Exercise instructions: Which lines in the records below contain the word "shrub"? Pick out each one and copy it whole.

-- Start of Material to process --

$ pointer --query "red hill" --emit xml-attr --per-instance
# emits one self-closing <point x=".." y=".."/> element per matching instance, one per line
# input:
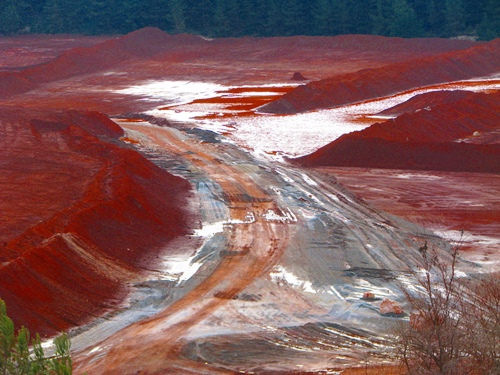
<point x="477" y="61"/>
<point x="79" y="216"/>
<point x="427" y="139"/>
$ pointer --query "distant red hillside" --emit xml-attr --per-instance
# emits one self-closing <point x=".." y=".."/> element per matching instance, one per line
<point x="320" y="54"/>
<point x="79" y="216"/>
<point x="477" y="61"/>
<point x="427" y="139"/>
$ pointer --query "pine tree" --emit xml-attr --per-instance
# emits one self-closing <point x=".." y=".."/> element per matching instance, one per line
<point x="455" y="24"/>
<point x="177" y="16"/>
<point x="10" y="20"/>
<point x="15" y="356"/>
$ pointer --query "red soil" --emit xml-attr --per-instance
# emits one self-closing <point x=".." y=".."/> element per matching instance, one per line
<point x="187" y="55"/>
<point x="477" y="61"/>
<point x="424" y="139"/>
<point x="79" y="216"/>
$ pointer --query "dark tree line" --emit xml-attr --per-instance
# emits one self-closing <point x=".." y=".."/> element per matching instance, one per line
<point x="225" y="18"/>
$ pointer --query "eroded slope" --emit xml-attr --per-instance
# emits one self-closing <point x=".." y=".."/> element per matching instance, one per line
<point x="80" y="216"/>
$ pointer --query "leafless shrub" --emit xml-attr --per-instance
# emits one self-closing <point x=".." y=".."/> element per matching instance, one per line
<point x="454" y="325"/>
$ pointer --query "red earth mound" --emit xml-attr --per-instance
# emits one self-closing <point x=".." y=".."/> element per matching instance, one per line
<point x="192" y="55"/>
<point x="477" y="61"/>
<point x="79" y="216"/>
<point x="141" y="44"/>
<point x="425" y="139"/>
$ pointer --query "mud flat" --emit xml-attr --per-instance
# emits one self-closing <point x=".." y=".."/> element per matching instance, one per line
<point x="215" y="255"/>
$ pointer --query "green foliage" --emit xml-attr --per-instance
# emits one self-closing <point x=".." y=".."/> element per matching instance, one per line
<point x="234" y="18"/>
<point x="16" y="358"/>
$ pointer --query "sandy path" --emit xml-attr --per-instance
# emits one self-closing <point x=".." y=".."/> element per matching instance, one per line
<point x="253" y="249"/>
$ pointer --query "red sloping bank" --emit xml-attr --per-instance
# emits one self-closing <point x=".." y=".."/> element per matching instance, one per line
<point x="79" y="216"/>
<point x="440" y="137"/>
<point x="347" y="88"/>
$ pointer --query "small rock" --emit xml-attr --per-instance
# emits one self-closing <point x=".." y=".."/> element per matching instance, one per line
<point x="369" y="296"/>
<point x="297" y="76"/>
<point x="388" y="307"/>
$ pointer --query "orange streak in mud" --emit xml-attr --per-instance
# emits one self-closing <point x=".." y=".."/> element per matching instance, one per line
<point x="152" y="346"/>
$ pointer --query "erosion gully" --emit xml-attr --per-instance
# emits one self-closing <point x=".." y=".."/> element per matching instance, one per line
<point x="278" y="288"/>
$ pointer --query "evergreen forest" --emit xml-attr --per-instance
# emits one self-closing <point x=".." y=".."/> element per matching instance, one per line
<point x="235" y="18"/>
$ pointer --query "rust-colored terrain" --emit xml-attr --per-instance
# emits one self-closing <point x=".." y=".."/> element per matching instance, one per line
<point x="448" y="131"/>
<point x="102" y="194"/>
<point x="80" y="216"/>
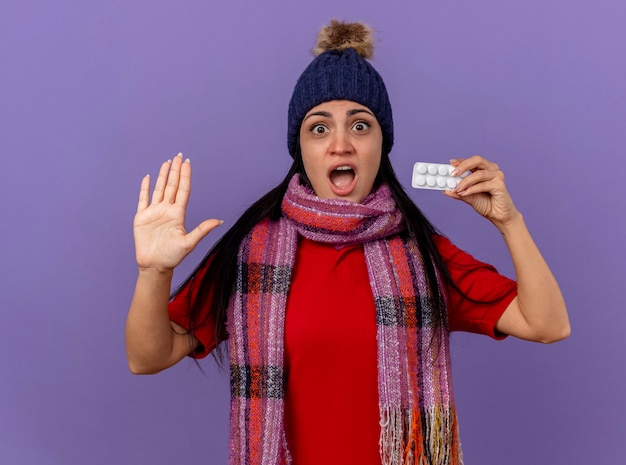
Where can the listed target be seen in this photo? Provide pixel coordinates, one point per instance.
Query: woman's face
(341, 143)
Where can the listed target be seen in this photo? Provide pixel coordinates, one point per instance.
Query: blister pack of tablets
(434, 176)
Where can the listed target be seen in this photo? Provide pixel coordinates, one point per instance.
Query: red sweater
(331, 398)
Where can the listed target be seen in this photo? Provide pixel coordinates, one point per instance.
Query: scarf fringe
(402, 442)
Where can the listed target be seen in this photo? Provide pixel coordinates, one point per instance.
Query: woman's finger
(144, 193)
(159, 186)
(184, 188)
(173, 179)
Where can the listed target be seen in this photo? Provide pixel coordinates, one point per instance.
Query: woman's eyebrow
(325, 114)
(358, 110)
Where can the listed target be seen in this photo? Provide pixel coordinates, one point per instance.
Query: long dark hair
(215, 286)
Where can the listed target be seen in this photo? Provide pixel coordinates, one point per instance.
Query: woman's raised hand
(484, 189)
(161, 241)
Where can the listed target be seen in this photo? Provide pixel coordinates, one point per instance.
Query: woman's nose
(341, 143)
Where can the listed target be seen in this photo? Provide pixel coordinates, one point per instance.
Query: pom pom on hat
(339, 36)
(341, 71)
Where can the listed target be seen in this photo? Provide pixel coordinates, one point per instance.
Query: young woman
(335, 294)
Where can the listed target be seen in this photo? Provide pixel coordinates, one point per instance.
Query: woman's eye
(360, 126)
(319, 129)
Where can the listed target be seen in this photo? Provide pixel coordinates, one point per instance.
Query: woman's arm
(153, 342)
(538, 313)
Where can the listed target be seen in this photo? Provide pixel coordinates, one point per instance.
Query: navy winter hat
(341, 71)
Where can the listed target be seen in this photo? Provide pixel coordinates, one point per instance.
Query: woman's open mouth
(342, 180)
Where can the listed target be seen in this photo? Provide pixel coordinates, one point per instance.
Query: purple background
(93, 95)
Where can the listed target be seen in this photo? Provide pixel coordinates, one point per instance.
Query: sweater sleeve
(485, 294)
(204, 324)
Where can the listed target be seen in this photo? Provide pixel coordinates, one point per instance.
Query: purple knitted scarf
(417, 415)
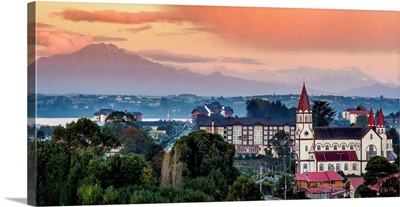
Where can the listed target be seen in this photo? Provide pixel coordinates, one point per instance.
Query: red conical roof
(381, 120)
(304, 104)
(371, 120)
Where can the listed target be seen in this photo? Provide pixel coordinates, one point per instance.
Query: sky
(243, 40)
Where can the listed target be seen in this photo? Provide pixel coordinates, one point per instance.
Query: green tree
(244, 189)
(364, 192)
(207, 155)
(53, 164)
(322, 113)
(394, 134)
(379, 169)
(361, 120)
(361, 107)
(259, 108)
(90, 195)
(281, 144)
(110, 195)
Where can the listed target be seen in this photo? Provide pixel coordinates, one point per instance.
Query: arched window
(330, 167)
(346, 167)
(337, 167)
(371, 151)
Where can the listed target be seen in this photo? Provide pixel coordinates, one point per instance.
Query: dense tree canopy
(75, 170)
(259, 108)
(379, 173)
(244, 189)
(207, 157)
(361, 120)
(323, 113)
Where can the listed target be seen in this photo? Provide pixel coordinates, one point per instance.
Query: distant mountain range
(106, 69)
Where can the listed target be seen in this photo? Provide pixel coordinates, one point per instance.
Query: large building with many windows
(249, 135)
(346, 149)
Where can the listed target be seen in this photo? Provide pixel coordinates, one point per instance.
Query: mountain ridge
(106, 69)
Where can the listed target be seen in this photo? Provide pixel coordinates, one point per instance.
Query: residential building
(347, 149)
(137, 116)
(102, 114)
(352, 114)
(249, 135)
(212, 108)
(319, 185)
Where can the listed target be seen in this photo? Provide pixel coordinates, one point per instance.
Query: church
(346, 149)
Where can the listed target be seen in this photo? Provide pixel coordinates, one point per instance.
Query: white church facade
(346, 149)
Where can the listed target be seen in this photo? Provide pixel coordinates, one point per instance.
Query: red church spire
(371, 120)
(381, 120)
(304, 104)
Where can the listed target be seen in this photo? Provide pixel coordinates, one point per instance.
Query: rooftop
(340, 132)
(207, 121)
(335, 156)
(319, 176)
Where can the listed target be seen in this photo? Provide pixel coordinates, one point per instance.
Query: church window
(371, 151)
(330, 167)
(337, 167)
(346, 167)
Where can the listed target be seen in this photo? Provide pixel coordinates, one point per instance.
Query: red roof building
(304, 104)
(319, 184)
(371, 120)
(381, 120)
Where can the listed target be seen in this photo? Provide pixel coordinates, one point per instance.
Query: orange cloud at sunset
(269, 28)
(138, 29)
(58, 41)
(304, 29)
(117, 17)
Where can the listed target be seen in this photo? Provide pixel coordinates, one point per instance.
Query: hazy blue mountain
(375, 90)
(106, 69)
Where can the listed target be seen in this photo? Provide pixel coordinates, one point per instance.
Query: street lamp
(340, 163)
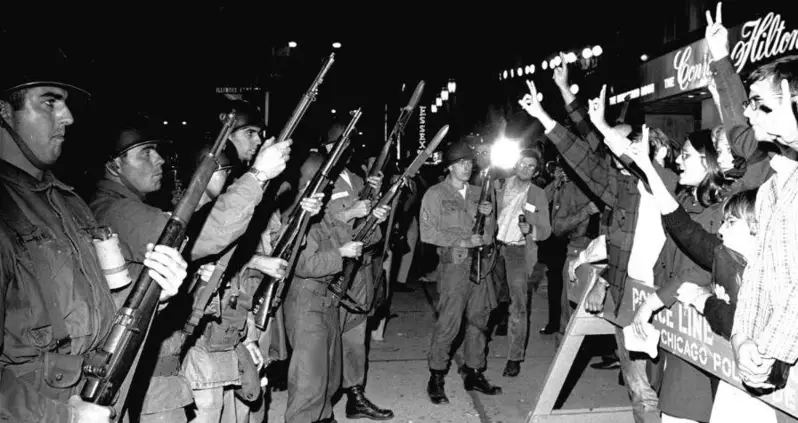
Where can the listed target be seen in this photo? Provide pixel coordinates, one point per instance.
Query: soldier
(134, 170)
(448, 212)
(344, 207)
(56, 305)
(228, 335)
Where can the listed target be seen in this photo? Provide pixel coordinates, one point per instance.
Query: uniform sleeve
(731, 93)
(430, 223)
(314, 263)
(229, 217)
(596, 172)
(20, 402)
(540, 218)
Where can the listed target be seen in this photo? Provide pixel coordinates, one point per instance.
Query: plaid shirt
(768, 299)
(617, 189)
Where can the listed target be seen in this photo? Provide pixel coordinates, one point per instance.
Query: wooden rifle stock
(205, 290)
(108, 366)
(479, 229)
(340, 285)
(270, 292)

-- End of Material to process --
-- Start of Material to process --

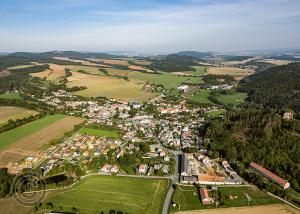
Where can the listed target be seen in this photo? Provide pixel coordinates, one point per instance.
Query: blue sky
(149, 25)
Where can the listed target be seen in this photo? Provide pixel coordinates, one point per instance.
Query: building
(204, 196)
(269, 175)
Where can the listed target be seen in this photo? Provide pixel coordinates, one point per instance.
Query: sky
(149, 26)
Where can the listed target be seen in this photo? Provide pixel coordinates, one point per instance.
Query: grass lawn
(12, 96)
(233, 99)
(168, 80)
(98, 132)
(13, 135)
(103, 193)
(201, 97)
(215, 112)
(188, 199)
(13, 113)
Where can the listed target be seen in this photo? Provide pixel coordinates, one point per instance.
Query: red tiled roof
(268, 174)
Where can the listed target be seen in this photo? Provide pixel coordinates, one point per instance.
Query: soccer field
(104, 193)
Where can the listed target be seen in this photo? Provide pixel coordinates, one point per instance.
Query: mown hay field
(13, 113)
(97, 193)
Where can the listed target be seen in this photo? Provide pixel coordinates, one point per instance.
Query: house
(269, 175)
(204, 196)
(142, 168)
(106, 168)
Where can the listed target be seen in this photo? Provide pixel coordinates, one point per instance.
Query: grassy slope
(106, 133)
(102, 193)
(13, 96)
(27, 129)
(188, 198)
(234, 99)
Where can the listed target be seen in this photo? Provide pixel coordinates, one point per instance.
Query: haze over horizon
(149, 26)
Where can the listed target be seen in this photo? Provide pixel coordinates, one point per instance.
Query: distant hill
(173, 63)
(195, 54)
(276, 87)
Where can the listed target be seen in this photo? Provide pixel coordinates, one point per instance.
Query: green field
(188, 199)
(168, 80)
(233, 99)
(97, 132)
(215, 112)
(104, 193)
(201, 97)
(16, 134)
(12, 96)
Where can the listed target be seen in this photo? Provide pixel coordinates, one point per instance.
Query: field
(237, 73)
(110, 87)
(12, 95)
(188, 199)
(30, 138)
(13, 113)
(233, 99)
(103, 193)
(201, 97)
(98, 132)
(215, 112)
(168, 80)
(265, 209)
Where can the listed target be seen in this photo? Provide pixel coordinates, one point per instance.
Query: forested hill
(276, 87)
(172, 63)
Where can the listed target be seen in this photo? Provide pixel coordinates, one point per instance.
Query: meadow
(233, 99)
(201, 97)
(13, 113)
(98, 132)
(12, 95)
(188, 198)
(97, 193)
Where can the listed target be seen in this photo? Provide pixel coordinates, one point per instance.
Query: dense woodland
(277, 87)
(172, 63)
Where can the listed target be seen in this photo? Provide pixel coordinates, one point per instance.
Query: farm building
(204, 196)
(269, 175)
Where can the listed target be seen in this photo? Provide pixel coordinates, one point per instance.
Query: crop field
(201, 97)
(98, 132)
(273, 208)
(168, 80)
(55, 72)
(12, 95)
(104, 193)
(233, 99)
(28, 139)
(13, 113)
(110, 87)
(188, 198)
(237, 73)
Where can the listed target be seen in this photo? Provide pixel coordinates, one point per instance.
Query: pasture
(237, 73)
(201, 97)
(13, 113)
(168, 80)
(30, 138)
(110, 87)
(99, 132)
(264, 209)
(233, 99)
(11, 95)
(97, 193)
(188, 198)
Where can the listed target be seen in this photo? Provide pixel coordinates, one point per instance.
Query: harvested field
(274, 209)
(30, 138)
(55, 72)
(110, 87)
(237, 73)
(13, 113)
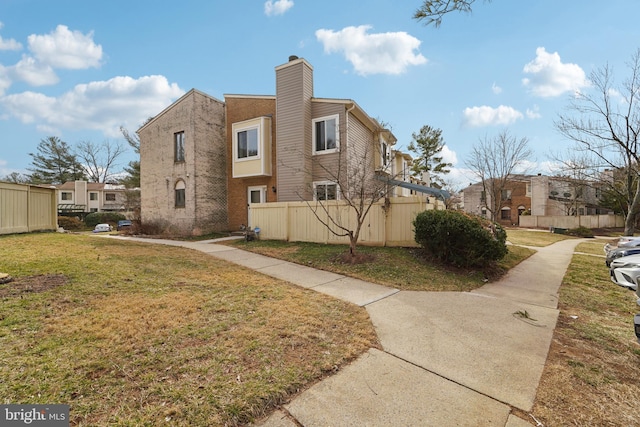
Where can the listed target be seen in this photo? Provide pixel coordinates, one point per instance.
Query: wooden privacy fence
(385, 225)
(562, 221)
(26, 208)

-- End of Material to process --
-- Start of Material to process --

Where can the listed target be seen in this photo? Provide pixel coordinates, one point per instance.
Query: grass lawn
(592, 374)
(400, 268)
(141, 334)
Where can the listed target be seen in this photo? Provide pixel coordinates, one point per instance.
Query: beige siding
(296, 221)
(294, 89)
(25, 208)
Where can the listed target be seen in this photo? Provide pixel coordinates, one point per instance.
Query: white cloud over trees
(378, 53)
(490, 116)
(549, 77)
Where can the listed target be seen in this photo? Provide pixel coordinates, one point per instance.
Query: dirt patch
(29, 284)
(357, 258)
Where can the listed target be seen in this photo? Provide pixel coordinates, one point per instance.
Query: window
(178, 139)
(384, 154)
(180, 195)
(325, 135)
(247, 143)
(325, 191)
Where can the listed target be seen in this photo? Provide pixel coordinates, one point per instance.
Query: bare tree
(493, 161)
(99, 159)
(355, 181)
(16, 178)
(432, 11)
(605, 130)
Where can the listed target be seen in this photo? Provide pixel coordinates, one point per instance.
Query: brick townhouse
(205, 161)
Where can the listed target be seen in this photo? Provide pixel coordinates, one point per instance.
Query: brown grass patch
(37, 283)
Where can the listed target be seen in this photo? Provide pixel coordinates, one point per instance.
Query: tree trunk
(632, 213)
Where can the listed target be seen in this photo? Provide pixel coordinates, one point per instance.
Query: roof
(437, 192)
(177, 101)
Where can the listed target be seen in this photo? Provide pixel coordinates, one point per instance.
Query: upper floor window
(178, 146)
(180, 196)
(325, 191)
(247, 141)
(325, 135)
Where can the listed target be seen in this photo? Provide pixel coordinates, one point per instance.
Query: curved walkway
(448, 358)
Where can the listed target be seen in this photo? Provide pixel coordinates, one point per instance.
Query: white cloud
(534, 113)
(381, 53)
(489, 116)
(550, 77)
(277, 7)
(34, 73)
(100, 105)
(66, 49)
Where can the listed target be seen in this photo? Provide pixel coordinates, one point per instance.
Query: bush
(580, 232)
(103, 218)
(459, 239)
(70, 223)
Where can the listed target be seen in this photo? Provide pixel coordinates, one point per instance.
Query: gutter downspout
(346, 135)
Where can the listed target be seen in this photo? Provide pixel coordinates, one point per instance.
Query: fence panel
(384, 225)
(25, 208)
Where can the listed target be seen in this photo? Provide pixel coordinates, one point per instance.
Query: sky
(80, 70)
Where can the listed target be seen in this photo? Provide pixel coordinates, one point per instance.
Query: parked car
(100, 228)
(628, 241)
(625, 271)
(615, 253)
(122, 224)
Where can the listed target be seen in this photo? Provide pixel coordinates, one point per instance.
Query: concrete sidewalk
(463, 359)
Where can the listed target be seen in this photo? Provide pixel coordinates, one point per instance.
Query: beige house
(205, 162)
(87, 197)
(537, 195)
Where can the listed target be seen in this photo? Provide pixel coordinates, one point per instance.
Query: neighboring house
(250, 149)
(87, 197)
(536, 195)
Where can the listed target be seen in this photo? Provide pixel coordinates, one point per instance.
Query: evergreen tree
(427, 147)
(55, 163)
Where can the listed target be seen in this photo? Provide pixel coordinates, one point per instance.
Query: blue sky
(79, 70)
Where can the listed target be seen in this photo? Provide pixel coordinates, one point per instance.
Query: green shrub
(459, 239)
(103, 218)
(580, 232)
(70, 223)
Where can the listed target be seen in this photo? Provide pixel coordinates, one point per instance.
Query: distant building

-- End of Material to process --

Exercise response:
$ pointer --query "leafless shrub" --emit xml-attr --per-instance
Query: green shrub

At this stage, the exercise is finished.